--- START OF Data shown ---

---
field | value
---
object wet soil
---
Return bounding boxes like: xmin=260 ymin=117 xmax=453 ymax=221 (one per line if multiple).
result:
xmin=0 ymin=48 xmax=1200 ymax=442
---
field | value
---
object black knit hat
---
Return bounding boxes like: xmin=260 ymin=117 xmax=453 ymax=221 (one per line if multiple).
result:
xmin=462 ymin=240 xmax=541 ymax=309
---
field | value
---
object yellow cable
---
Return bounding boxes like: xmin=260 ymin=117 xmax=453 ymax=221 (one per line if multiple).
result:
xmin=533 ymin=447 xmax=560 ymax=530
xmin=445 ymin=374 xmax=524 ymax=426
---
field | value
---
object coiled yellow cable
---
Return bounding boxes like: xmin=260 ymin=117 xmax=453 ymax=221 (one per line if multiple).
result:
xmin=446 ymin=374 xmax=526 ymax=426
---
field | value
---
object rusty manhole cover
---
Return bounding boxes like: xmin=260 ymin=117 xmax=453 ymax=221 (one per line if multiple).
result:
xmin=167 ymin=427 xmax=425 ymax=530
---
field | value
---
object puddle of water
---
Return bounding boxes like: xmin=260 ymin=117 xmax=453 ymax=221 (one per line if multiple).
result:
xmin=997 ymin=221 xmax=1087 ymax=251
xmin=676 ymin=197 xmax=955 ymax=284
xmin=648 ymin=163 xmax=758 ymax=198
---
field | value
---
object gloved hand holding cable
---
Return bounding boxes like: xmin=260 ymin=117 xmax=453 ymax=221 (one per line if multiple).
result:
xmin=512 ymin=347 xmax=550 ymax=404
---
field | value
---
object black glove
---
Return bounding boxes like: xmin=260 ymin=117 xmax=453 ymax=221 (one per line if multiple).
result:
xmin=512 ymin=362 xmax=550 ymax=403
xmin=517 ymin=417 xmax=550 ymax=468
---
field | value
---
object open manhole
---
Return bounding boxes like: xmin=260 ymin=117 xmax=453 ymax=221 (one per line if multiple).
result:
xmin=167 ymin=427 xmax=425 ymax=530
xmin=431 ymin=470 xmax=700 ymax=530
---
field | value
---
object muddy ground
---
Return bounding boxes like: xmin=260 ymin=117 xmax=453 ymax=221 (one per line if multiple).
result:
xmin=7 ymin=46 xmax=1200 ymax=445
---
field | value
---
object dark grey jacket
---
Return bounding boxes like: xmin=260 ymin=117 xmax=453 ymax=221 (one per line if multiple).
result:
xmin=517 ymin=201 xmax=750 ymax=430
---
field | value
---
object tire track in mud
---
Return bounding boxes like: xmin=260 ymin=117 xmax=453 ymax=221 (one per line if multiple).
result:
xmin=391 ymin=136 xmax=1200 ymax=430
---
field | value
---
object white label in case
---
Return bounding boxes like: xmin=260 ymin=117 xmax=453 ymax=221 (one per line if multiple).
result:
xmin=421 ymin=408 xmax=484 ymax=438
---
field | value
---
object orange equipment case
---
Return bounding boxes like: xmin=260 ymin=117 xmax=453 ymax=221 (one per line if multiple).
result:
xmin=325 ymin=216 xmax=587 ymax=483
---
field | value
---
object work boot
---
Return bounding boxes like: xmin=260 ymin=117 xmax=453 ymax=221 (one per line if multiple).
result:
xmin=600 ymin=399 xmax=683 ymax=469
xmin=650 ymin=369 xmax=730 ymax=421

--- END OF Data shown ---
--- START OF Data shown ---

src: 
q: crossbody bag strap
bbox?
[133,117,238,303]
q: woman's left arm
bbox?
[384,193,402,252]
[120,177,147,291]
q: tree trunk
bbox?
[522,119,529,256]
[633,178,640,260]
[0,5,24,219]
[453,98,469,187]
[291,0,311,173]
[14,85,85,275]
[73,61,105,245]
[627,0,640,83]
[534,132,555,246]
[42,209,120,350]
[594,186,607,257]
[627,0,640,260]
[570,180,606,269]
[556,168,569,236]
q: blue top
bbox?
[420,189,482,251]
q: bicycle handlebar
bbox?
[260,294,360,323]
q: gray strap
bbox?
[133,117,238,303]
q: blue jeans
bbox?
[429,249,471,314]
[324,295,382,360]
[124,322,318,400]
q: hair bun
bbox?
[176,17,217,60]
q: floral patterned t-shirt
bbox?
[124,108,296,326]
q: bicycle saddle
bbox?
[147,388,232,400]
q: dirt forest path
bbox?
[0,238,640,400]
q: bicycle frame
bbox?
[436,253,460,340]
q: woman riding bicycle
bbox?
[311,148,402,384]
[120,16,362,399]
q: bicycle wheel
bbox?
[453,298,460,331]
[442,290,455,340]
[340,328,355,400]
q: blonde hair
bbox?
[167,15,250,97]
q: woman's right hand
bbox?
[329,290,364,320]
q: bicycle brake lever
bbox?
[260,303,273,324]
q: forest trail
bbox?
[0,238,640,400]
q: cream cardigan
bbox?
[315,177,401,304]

--- END OF Data shown ---
--- START OF Data shown ---

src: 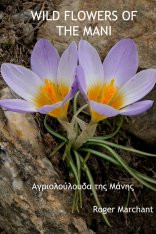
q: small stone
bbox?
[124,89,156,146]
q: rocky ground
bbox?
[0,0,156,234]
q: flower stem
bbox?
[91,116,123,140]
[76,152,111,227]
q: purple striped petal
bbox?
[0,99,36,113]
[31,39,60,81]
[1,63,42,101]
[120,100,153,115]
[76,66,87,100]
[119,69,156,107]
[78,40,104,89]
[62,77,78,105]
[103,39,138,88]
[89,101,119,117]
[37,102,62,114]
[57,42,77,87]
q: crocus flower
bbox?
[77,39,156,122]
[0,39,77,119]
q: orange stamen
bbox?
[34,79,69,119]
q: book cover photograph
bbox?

--- END OF Data shown ---

**Problem to solve:**
Start at the line that contains "q: woman riding bicycle" and stop after the line that contains "[315,177,401,304]". Write out only those lines again, changing "bicycle" to "bike" and leaving everything else as it is.

**Response:**
q: woman riding bike
bbox?
[311,148,402,384]
[120,16,362,399]
q: bike wheel
bbox?
[453,298,460,331]
[442,290,455,340]
[340,328,355,400]
q: blonde hair
bbox?
[167,15,250,97]
q: woman's right hand
bbox?
[329,290,364,320]
q: bike brake lever
bbox?
[260,303,273,324]
q: forest trail
bbox?
[0,238,640,400]
q: cream cardigan
bbox?
[315,177,401,304]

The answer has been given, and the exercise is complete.